▼

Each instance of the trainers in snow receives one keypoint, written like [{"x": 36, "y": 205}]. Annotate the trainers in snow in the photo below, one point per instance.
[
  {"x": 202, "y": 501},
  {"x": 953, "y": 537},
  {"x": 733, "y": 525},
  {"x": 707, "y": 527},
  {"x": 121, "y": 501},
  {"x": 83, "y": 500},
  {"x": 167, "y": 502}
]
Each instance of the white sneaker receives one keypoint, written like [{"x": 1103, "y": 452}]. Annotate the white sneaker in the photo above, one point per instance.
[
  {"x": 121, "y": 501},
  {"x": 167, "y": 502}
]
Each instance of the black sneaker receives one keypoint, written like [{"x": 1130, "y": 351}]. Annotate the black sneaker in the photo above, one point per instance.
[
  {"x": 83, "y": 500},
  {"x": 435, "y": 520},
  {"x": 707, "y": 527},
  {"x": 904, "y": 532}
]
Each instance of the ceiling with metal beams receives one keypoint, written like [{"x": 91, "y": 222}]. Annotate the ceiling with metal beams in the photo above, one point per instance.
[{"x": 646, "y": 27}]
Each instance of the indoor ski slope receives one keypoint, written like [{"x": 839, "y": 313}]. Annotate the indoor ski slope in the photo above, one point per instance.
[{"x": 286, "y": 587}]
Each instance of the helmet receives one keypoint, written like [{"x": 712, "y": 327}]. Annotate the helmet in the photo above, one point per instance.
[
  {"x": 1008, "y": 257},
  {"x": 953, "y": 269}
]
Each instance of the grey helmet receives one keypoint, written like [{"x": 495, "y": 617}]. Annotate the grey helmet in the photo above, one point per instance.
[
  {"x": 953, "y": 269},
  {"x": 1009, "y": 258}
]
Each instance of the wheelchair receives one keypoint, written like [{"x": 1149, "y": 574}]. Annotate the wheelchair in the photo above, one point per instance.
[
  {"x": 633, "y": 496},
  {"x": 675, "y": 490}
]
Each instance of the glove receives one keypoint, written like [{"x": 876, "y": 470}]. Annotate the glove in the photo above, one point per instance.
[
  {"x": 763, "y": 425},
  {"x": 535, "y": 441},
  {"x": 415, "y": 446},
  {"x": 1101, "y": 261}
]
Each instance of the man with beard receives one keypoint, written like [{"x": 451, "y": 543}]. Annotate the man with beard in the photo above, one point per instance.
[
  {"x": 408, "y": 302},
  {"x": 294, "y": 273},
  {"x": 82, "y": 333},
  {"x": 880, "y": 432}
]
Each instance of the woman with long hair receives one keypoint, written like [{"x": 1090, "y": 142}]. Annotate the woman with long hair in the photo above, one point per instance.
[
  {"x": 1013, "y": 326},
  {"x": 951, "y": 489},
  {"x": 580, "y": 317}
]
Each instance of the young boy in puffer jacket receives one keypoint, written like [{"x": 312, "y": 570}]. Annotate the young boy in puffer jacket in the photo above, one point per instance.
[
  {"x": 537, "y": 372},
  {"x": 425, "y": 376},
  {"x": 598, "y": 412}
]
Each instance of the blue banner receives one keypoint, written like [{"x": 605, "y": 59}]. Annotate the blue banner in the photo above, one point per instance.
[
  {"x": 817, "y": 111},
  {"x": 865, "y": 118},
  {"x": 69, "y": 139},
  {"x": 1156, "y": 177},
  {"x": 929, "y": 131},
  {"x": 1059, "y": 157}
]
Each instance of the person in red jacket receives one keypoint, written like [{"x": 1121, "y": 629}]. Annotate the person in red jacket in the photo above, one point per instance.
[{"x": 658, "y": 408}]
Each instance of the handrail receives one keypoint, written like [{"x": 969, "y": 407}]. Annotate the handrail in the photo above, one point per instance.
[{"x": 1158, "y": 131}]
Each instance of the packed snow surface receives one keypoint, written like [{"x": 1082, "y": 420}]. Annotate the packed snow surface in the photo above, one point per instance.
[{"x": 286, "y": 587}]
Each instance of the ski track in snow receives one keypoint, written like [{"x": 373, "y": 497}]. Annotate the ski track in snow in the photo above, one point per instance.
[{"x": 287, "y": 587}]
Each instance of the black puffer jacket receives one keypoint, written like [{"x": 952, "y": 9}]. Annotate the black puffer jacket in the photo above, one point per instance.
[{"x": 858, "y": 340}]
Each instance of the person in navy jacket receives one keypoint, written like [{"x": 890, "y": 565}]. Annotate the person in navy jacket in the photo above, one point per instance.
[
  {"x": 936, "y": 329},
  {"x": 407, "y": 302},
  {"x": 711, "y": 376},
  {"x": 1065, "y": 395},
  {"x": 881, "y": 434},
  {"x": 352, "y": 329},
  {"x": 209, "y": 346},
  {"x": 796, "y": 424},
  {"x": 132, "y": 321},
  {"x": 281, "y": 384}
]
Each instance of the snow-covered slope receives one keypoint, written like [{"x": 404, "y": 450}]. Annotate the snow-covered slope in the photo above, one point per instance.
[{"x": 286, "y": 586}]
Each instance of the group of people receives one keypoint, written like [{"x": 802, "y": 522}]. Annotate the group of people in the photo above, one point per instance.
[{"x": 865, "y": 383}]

▲

WORK INSTRUCTIONS: Reproduce the entire listing word for word.

SOLUTION:
Each instance of the trainers in snow receives one keypoint, written like [{"x": 36, "y": 205}]. Annotate the trainers in snow in the photo below, one point per instance.
[
  {"x": 202, "y": 501},
  {"x": 953, "y": 537},
  {"x": 733, "y": 525},
  {"x": 707, "y": 527},
  {"x": 121, "y": 501},
  {"x": 83, "y": 500},
  {"x": 167, "y": 502}
]
Each instance of the white sneaker receives one keypoint, written like [{"x": 1103, "y": 452}]. Annotate the white sneaker in the photo above, one point per instance.
[
  {"x": 121, "y": 501},
  {"x": 167, "y": 502}
]
Each instance of the black sneaker receives one keypoint, written like [{"x": 1130, "y": 351}]. Annotate the black sneaker in the photo above, one point per instance.
[
  {"x": 83, "y": 500},
  {"x": 435, "y": 520},
  {"x": 707, "y": 527},
  {"x": 904, "y": 532}
]
Each instance of the ceiling with metal beams receives one keypoint, written like [{"x": 91, "y": 222}]. Annotate the ceiling with metal beams in the photo above, one point per instance.
[{"x": 646, "y": 27}]
Each instance of the indoor ski slope receives one keypoint, written like [{"x": 839, "y": 313}]. Annotate the indoor ski slope in the photo above, one point per instance.
[{"x": 286, "y": 587}]
Each instance of the helmet receives one keypoint, written like [{"x": 712, "y": 327}]. Annotate the helmet in the photo above, one point per instance.
[
  {"x": 1008, "y": 257},
  {"x": 953, "y": 269}
]
Each instance of the grey helmet receives one keypoint, written like [{"x": 495, "y": 617}]. Annotate the grey helmet in the photo above, one point per instance.
[
  {"x": 953, "y": 269},
  {"x": 1009, "y": 258}
]
Each instance of the wheelchair receives one keypoint, written like [{"x": 1149, "y": 574}]. Annotate the wheelchair in the photo above, one point per instance.
[
  {"x": 633, "y": 496},
  {"x": 675, "y": 490}
]
Each instance of the glove receives one keypoint, written like [{"x": 876, "y": 470}]. Annotate the glove in the photo above, one point per instance.
[
  {"x": 763, "y": 425},
  {"x": 535, "y": 441},
  {"x": 415, "y": 446},
  {"x": 1101, "y": 261}
]
Each instance of the man with beard receives one keypoint, written like [{"x": 451, "y": 543}]. Annotate the man with beard in the photo above, one point per instance.
[
  {"x": 408, "y": 302},
  {"x": 294, "y": 273},
  {"x": 82, "y": 333},
  {"x": 880, "y": 432}
]
Each instance of the woman with long hair receives one keypoint, written like [{"x": 1090, "y": 142}]. Annotate the woman with long hair in the photo above, one point per instance.
[
  {"x": 1013, "y": 326},
  {"x": 951, "y": 489},
  {"x": 580, "y": 317}
]
Each instance of the young boy in puffer jacket receives one keypoint, written like [{"x": 312, "y": 570}]. Annotate the young boy in puffer jacket in the photo above, one point per instance.
[
  {"x": 537, "y": 372},
  {"x": 425, "y": 376},
  {"x": 598, "y": 412}
]
Each instance of the blue banner receives one keypoint, written like [{"x": 605, "y": 59}]. Annotate the blue banner in the photo above, one point per instance.
[
  {"x": 817, "y": 111},
  {"x": 865, "y": 118},
  {"x": 69, "y": 139},
  {"x": 1156, "y": 177},
  {"x": 929, "y": 131},
  {"x": 1059, "y": 157}
]
Each instance of the person in red jacket receives one keypoint, written like [{"x": 1121, "y": 629}]. Annotate the person in red jacket in the photo above, one point per instance.
[{"x": 658, "y": 408}]
Each instance of the handrail receives one keypoint, written like [{"x": 969, "y": 407}]. Annotate the handrail in the photo above, one point per instance.
[{"x": 1158, "y": 131}]
Each instance of the packed snow surface receives one keypoint, written like [{"x": 1082, "y": 420}]. Annotate the packed snow surface in the photo above, one point per instance.
[{"x": 286, "y": 587}]
Each instance of the ski track in snow receives one keypoint, written like [{"x": 373, "y": 497}]. Annotate the ski track in snow in the photo above, one point per instance.
[{"x": 287, "y": 587}]
Each instance of the black puffer jacket receives one keypoint, written like [{"x": 952, "y": 9}]. Annotate the black puffer jacket in the photo above, one point per instance.
[{"x": 858, "y": 340}]
Each instance of the person in navy jacket receives one keypoint, written like [{"x": 890, "y": 565}]. Annotate the person in navy jacket in the photo above, one point per instance.
[
  {"x": 936, "y": 329},
  {"x": 407, "y": 302},
  {"x": 711, "y": 376},
  {"x": 1065, "y": 395},
  {"x": 881, "y": 434},
  {"x": 352, "y": 329},
  {"x": 209, "y": 346},
  {"x": 796, "y": 424},
  {"x": 132, "y": 321},
  {"x": 281, "y": 384}
]
Each instance of the snow-covered slope receives one keypoint, written like [{"x": 404, "y": 450}]. Annotate the snow-covered slope in the photo above, one point per instance.
[{"x": 286, "y": 586}]
Each instance of the group of people receives one keypoint, written like [{"x": 802, "y": 522}]. Annotate the group of people in the photo above, one point per instance.
[{"x": 865, "y": 383}]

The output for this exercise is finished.